Texto de estudio =>
Las galletas tienen forma de dona y una levedad crujiente que no se traduce en un sabor memorable. Y sin embargo después de la tercera o la cuarta no se pueden dejar de comer. Lo que importa es la levedad.
«Se llaman Globo porque están rellenas de aire», me dijo mi hija al probarlas. Me gusta la hipótesis, pero el nombre nació de una panadería.
La gran ironía de este ícono carioca es que haya surgido en San Pablo, la metrópolis rival. Al poco tiempo sus creadores entendieron que Río de Janeiro, con sus multitudes, sus embotellamientos, sus estadios y, sobre todo, sus playas, era su territorio natural. Mudaron la receta y la logística a la Panadería Globo del barrio Botafogo. Nació así la historia de amor entre una galleta y una ciudad.

Registros dados =>
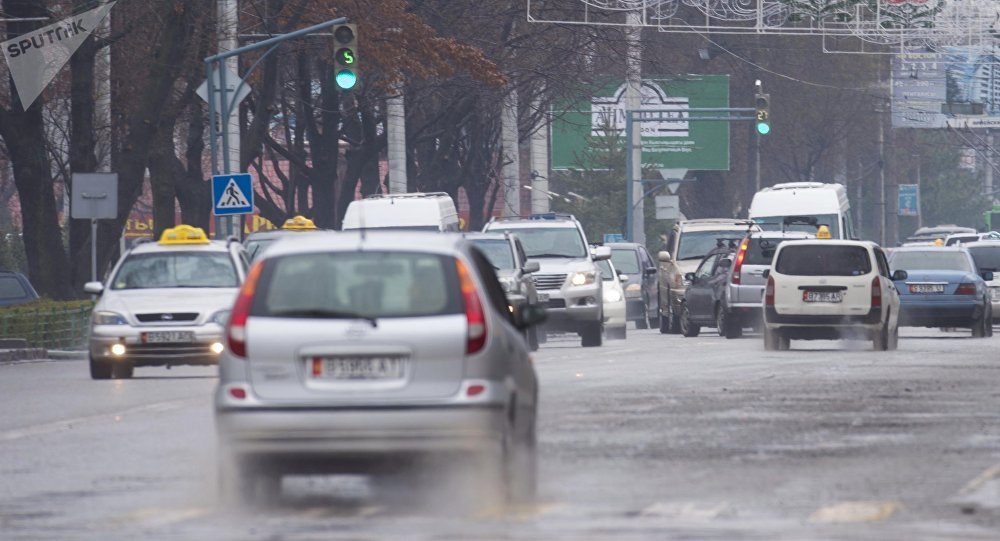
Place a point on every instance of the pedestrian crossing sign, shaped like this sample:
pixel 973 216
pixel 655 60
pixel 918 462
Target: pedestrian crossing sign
pixel 232 194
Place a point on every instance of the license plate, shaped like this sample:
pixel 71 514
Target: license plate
pixel 358 368
pixel 926 288
pixel 162 337
pixel 822 296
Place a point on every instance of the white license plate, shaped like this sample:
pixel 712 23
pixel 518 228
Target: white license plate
pixel 926 288
pixel 358 368
pixel 164 337
pixel 822 296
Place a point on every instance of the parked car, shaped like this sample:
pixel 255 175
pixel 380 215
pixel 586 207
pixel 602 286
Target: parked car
pixel 731 299
pixel 943 289
pixel 687 245
pixel 514 270
pixel 615 321
pixel 641 300
pixel 831 289
pixel 165 303
pixel 568 281
pixel 986 255
pixel 15 289
pixel 350 353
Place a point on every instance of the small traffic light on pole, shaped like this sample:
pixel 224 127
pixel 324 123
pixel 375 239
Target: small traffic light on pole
pixel 762 105
pixel 345 59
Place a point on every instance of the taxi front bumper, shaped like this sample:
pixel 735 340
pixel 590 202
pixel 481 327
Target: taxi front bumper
pixel 193 345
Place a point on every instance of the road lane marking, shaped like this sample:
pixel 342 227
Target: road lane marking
pixel 854 511
pixel 66 424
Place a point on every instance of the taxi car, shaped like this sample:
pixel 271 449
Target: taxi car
pixel 362 353
pixel 165 303
pixel 258 241
pixel 826 289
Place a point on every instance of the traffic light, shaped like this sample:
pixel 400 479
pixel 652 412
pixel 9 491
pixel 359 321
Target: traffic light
pixel 345 59
pixel 763 119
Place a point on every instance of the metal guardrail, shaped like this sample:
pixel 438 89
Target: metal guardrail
pixel 48 327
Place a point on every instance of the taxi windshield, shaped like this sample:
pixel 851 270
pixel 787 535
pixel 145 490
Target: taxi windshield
pixel 176 269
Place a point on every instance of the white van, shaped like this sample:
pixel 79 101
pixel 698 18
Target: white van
pixel 827 203
pixel 431 211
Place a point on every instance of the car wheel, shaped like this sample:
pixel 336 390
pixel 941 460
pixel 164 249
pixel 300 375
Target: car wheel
pixel 100 369
pixel 688 329
pixel 728 325
pixel 643 321
pixel 590 335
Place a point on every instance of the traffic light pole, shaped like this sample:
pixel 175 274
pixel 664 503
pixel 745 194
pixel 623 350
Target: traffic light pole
pixel 228 100
pixel 706 114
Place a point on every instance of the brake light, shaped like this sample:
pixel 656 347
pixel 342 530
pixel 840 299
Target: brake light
pixel 966 288
pixel 738 264
pixel 474 315
pixel 236 334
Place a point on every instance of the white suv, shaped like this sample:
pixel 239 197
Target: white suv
pixel 826 289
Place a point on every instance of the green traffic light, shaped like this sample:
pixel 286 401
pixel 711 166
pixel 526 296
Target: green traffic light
pixel 346 79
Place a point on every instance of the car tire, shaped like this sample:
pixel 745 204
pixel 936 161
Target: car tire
pixel 688 329
pixel 591 334
pixel 728 325
pixel 643 321
pixel 100 369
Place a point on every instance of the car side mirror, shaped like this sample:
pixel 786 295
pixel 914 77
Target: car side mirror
pixel 530 315
pixel 601 253
pixel 94 288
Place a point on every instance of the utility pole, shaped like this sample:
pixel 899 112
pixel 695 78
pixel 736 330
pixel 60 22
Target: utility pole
pixel 633 102
pixel 228 12
pixel 511 163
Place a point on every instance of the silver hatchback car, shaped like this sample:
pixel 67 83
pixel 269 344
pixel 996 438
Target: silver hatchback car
pixel 363 353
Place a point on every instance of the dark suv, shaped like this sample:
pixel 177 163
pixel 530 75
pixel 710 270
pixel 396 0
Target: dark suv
pixel 15 289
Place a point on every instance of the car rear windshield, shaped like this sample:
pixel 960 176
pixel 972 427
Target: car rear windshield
pixel 549 241
pixel 11 288
pixel 697 244
pixel 176 269
pixel 358 284
pixel 626 261
pixel 761 251
pixel 987 257
pixel 929 260
pixel 823 260
pixel 498 252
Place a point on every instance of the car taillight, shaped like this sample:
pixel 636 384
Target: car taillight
pixel 236 333
pixel 474 314
pixel 738 264
pixel 966 288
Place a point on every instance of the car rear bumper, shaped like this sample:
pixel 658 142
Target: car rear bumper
pixel 362 430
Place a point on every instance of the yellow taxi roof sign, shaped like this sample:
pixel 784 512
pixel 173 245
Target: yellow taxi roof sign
pixel 299 223
pixel 184 234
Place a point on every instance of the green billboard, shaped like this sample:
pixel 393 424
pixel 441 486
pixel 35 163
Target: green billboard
pixel 672 143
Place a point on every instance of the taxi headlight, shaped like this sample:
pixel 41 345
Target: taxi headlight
pixel 583 278
pixel 108 318
pixel 221 317
pixel 612 295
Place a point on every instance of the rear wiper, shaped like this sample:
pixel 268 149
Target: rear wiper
pixel 322 313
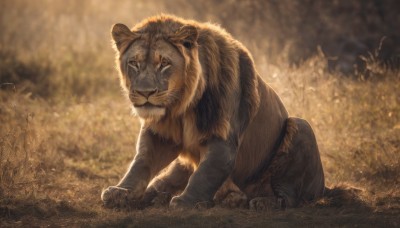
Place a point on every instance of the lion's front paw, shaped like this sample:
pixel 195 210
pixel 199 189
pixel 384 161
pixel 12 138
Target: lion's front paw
pixel 234 200
pixel 117 197
pixel 266 203
pixel 180 202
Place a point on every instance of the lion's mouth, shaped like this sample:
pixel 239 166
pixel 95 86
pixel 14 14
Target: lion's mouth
pixel 147 105
pixel 149 110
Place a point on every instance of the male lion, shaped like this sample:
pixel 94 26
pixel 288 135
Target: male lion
pixel 207 118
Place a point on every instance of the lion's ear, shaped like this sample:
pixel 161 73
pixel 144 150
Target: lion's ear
pixel 122 35
pixel 186 35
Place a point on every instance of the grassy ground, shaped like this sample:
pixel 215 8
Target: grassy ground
pixel 66 131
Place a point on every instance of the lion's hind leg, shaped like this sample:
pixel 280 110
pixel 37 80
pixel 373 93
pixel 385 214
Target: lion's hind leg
pixel 299 178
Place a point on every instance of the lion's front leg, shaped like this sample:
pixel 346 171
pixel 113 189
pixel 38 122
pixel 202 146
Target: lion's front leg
pixel 168 184
pixel 153 154
pixel 210 175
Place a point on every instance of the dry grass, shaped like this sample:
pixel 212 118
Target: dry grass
pixel 66 131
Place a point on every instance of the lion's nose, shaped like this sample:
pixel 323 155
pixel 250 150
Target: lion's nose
pixel 147 93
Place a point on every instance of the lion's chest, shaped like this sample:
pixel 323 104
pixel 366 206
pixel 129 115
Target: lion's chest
pixel 184 132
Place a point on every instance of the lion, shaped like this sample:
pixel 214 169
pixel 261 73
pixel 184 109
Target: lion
pixel 210 126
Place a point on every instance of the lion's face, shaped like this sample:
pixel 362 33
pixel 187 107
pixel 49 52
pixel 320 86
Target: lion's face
pixel 153 74
pixel 154 70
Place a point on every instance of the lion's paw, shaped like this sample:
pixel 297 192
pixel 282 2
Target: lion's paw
pixel 235 200
pixel 266 204
pixel 117 197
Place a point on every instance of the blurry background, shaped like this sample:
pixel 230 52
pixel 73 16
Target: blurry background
pixel 66 130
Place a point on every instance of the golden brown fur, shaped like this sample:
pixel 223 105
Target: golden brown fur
pixel 209 117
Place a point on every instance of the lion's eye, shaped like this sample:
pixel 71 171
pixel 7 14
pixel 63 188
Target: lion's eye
pixel 134 64
pixel 164 63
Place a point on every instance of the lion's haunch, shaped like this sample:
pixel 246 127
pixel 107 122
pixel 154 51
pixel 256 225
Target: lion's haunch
pixel 210 122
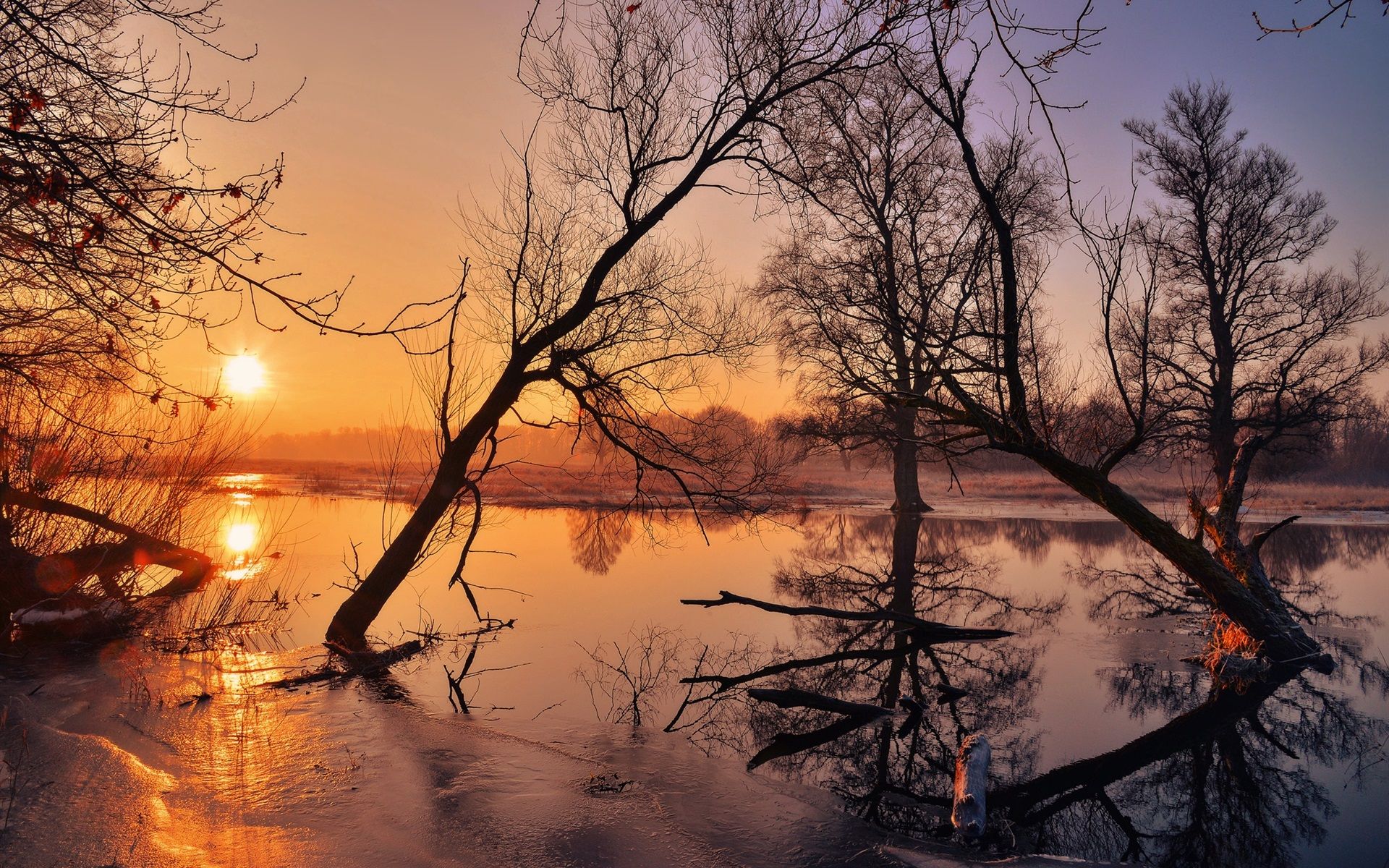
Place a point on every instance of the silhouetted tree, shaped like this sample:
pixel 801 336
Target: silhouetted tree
pixel 865 285
pixel 646 104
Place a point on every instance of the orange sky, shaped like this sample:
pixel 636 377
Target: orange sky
pixel 406 110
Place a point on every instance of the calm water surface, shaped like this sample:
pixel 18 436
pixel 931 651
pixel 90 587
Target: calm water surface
pixel 1106 745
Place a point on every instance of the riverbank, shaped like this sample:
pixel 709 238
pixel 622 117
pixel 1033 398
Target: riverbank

Ejercicio =>
Según el texto de estudio, ¿adónde trasladaron sus creadores la receta y la logística de las galletas?

Respuesta escrita =>
A la Panadería Globo del barrio Botafogo, en Río de Janeiro.